The data below is to be retyped exactly, line by line.

[Material to process Boundary: Start]

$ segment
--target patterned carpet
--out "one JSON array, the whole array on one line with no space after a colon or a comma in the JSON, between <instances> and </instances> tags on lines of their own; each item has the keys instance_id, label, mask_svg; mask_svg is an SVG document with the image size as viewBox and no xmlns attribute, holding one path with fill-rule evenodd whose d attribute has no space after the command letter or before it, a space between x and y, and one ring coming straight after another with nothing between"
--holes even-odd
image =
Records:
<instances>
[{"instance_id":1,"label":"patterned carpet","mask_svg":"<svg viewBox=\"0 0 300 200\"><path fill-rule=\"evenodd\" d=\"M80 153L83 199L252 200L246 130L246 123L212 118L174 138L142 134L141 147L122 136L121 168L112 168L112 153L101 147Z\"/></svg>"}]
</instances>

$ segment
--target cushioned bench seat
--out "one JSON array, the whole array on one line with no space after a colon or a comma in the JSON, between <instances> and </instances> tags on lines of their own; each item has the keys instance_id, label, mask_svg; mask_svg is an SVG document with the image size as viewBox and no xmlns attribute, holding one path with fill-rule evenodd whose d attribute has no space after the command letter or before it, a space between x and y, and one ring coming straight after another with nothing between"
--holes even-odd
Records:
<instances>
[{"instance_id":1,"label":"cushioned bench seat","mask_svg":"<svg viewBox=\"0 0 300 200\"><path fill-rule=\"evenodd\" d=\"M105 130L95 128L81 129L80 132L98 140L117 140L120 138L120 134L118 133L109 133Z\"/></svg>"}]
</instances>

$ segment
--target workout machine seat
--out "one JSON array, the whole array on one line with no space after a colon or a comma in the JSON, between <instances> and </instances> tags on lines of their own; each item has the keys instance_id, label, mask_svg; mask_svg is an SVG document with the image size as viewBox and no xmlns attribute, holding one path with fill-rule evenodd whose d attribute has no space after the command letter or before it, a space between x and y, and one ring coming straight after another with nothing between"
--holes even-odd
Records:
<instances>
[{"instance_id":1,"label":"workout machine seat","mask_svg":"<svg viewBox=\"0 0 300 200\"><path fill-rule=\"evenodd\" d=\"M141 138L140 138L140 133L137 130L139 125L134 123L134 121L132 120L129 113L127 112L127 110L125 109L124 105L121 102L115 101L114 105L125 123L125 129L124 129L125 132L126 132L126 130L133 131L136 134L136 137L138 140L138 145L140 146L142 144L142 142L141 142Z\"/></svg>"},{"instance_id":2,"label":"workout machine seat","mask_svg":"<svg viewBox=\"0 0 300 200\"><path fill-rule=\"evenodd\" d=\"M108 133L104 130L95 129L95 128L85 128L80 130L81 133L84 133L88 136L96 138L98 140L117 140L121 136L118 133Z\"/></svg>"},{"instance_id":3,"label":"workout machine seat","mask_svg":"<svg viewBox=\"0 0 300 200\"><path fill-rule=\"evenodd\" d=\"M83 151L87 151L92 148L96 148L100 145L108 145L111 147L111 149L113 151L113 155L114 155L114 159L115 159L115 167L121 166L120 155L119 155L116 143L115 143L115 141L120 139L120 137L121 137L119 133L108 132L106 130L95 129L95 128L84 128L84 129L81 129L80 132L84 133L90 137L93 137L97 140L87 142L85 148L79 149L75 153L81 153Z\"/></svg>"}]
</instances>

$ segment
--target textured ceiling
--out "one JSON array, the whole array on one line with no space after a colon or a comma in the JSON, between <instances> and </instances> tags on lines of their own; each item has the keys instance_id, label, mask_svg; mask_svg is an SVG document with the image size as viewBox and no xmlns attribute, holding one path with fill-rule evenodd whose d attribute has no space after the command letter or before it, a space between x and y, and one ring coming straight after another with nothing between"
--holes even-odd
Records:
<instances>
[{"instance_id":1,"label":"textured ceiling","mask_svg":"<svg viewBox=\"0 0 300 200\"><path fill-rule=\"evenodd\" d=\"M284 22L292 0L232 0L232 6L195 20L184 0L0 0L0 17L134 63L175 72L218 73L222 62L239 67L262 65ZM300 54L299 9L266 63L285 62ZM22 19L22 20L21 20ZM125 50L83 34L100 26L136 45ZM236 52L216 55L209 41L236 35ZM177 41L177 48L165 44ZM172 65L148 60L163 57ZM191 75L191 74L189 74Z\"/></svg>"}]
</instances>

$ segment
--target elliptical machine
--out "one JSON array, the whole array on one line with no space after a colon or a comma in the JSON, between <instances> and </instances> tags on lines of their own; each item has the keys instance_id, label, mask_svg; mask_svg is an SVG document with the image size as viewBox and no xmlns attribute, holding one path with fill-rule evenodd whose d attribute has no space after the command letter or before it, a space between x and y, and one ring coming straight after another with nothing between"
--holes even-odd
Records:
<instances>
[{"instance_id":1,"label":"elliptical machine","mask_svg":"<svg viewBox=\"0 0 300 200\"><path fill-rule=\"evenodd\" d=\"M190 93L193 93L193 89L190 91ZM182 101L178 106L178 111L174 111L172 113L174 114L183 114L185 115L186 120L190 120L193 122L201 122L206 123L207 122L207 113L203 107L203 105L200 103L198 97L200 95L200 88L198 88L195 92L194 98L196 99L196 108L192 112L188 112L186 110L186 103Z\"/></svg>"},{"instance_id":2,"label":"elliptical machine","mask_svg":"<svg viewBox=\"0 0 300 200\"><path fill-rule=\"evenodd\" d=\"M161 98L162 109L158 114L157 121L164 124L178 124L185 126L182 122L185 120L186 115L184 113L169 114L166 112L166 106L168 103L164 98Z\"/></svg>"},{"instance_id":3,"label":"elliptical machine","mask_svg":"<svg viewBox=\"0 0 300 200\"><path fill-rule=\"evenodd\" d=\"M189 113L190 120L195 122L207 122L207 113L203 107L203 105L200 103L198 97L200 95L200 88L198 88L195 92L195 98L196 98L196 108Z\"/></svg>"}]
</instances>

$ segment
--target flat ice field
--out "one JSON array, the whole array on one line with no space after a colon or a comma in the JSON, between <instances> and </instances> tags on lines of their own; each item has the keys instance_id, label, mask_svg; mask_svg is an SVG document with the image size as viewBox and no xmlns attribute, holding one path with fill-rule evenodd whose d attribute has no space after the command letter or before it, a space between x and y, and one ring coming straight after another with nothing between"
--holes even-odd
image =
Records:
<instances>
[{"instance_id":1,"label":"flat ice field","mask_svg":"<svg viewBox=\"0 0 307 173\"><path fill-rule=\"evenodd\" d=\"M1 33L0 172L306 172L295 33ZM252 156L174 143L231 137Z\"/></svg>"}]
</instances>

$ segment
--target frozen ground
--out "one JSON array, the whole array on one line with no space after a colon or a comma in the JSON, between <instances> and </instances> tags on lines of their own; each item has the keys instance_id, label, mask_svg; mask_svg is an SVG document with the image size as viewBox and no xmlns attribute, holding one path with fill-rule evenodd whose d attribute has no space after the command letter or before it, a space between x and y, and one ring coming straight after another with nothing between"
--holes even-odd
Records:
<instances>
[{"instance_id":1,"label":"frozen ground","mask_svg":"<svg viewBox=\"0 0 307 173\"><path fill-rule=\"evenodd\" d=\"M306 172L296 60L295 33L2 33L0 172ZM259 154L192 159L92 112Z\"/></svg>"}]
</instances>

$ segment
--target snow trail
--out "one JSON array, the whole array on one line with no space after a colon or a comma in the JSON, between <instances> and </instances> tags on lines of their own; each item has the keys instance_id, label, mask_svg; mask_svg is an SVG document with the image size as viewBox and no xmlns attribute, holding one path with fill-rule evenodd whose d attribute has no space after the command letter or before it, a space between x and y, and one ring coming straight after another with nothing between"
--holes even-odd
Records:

[Material to process Boundary: End]

▸ Result of this task
$ segment
--target patterned carpet
--out "one JSON array, the whole array on one line with no space after a colon or a comma in the JSON, between <instances> and </instances> tags on lines of their own; each item has the keys instance_id, label, mask_svg; mask_svg is an SVG document with the image size as viewBox and no xmlns attribute, holding one path with fill-rule evenodd whose d attribute has no space after the command letter or before it, a space between x and y, and one ring coming straight after another with nothing between"
--holes even-odd
image =
Records:
<instances>
[{"instance_id":1,"label":"patterned carpet","mask_svg":"<svg viewBox=\"0 0 300 200\"><path fill-rule=\"evenodd\" d=\"M80 153L83 199L252 200L246 130L246 123L212 118L174 138L142 134L141 147L122 136L121 168L112 168L112 153L101 147Z\"/></svg>"}]
</instances>

$ segment
--target cushioned bench seat
--out "one JSON array, the whole array on one line with no space after a colon or a comma in the JSON, between <instances> and </instances> tags on lines of their own; each item has the keys instance_id, label, mask_svg; mask_svg is an SVG document with the image size as viewBox and no xmlns attribute, holding one path with fill-rule evenodd whose d attribute has no space after the command letter or before it, a space between x and y, and one ring coming straight after another with nothing between"
--holes even-odd
Records:
<instances>
[{"instance_id":1,"label":"cushioned bench seat","mask_svg":"<svg viewBox=\"0 0 300 200\"><path fill-rule=\"evenodd\" d=\"M105 130L95 128L81 129L80 132L98 140L117 140L120 138L120 134L118 133L109 133Z\"/></svg>"}]
</instances>

$ segment
--target workout machine seat
--out "one JSON array, the whole array on one line with no space after a colon or a comma in the JSON, between <instances> and </instances> tags on lines of their own; each item has the keys instance_id, label, mask_svg; mask_svg is an SVG document with the image size as viewBox and no xmlns attribute, holding one path with fill-rule evenodd whose d attribute has no space after the command letter or before it, a space between x and y, and one ring coming straight after another with nothing between"
--holes even-odd
Records:
<instances>
[{"instance_id":1,"label":"workout machine seat","mask_svg":"<svg viewBox=\"0 0 300 200\"><path fill-rule=\"evenodd\" d=\"M141 138L140 138L140 133L137 130L139 125L134 123L134 121L132 120L129 113L127 112L127 110L125 109L124 105L121 102L115 101L114 105L125 123L125 129L124 129L125 132L126 132L126 130L133 131L136 134L136 137L138 140L138 145L140 146L142 144L142 142L141 142Z\"/></svg>"},{"instance_id":2,"label":"workout machine seat","mask_svg":"<svg viewBox=\"0 0 300 200\"><path fill-rule=\"evenodd\" d=\"M108 133L104 130L95 129L95 128L85 128L80 130L81 133L84 133L88 136L96 138L98 140L117 140L121 136L118 133Z\"/></svg>"},{"instance_id":3,"label":"workout machine seat","mask_svg":"<svg viewBox=\"0 0 300 200\"><path fill-rule=\"evenodd\" d=\"M83 151L87 151L92 148L96 148L100 145L108 145L111 147L111 149L113 151L113 155L114 155L114 159L115 159L115 167L121 166L120 155L119 155L116 143L115 143L115 141L120 139L120 137L121 137L119 133L108 132L106 130L95 129L95 128L84 128L84 129L81 129L80 132L84 133L90 137L93 137L97 140L87 142L85 148L79 149L75 153L81 153Z\"/></svg>"}]
</instances>

$ segment
--target textured ceiling
--out "one JSON array, the whole array on one line with no space after a colon or a comma in the JSON, between <instances> and </instances> tags on lines of their own; each item has the keys instance_id, label, mask_svg; mask_svg is an SVG document with the image size as viewBox and no xmlns attribute, holding one path with fill-rule evenodd whose d attribute has no space after the command letter or before it, a space between x and y, and one ring coming straight after another with nothing between"
--holes even-odd
Records:
<instances>
[{"instance_id":1,"label":"textured ceiling","mask_svg":"<svg viewBox=\"0 0 300 200\"><path fill-rule=\"evenodd\" d=\"M284 22L292 0L232 0L232 6L195 20L184 0L0 0L0 17L134 63L175 72L218 73L222 62L239 67L262 65ZM300 54L299 9L266 63L285 62ZM22 19L22 20L21 20ZM125 50L83 34L100 26L136 45ZM236 52L216 55L209 41L236 35ZM177 41L177 48L165 44ZM172 65L148 60L163 57ZM191 75L191 74L189 74Z\"/></svg>"}]
</instances>

$ segment
--target elliptical machine
--out "one JSON array, the whole array on one line with no space after a colon or a comma in the JSON, between <instances> and </instances> tags on lines of their own; each item has the keys instance_id, label, mask_svg; mask_svg is an SVG document with the image size as viewBox and no xmlns attribute, holding one path with fill-rule evenodd whose d attribute has no space after the command letter or before it, a space between x and y, and one ring coming straight after another with nothing between"
--holes even-odd
Records:
<instances>
[{"instance_id":1,"label":"elliptical machine","mask_svg":"<svg viewBox=\"0 0 300 200\"><path fill-rule=\"evenodd\" d=\"M190 93L193 93L193 89L190 91ZM182 101L178 106L178 111L174 111L172 113L174 114L183 114L185 115L186 120L190 120L193 122L201 122L206 123L207 122L207 113L203 107L203 105L200 103L198 97L200 95L200 88L198 88L195 92L194 98L196 99L196 108L192 112L188 112L186 110L186 103Z\"/></svg>"},{"instance_id":2,"label":"elliptical machine","mask_svg":"<svg viewBox=\"0 0 300 200\"><path fill-rule=\"evenodd\" d=\"M161 98L162 109L158 114L157 121L164 124L178 124L185 126L182 122L185 120L186 115L184 113L169 114L166 112L166 106L168 103L164 98Z\"/></svg>"},{"instance_id":3,"label":"elliptical machine","mask_svg":"<svg viewBox=\"0 0 300 200\"><path fill-rule=\"evenodd\" d=\"M189 113L190 120L195 122L207 122L207 113L203 107L203 105L200 103L198 97L200 95L200 88L198 88L195 92L195 98L196 98L196 108Z\"/></svg>"}]
</instances>

$ segment
--target flat ice field
--out "one JSON array, the whole array on one line with no space after a colon or a comma in the JSON, between <instances> and </instances> tags on lines of their own; each item has the keys instance_id, label, mask_svg; mask_svg is an SVG document with the image size as viewBox and no xmlns attribute, holding one path with fill-rule evenodd whose d attribute has no space after the command letter or before it, a space between x and y, and one ring coming straight after another with nothing between"
--holes even-odd
image =
Records:
<instances>
[{"instance_id":1,"label":"flat ice field","mask_svg":"<svg viewBox=\"0 0 307 173\"><path fill-rule=\"evenodd\" d=\"M1 33L0 172L306 172L295 33ZM252 156L174 143L231 137Z\"/></svg>"}]
</instances>

$ segment
--target frozen ground
--out "one JSON array, the whole array on one line with no space after a colon or a comma in the JSON, between <instances> and </instances> tags on lines of their own; each item has the keys instance_id, label, mask_svg; mask_svg is an SVG document with the image size as viewBox and no xmlns attribute, holding one path with fill-rule evenodd whose d attribute has no space after the command letter or before it, a space between x and y, and one ring coming straight after another with nothing between"
--holes even-odd
Records:
<instances>
[{"instance_id":1,"label":"frozen ground","mask_svg":"<svg viewBox=\"0 0 307 173\"><path fill-rule=\"evenodd\" d=\"M306 172L296 60L295 33L2 33L0 172ZM259 154L192 159L92 112Z\"/></svg>"}]
</instances>

$ segment
--target snow trail
--out "one JSON array, the whole array on one line with no space after a colon or a comma in the JSON, between <instances> and </instances> tags on lines of their own; each item has the keys instance_id, label, mask_svg; mask_svg is an SVG document with the image size as viewBox and no xmlns attribute, holding one path with fill-rule evenodd whose d attribute has no space after the command letter or before it, a space between x and y, and one ring coming straight after another with nothing between"
--holes even-odd
Records:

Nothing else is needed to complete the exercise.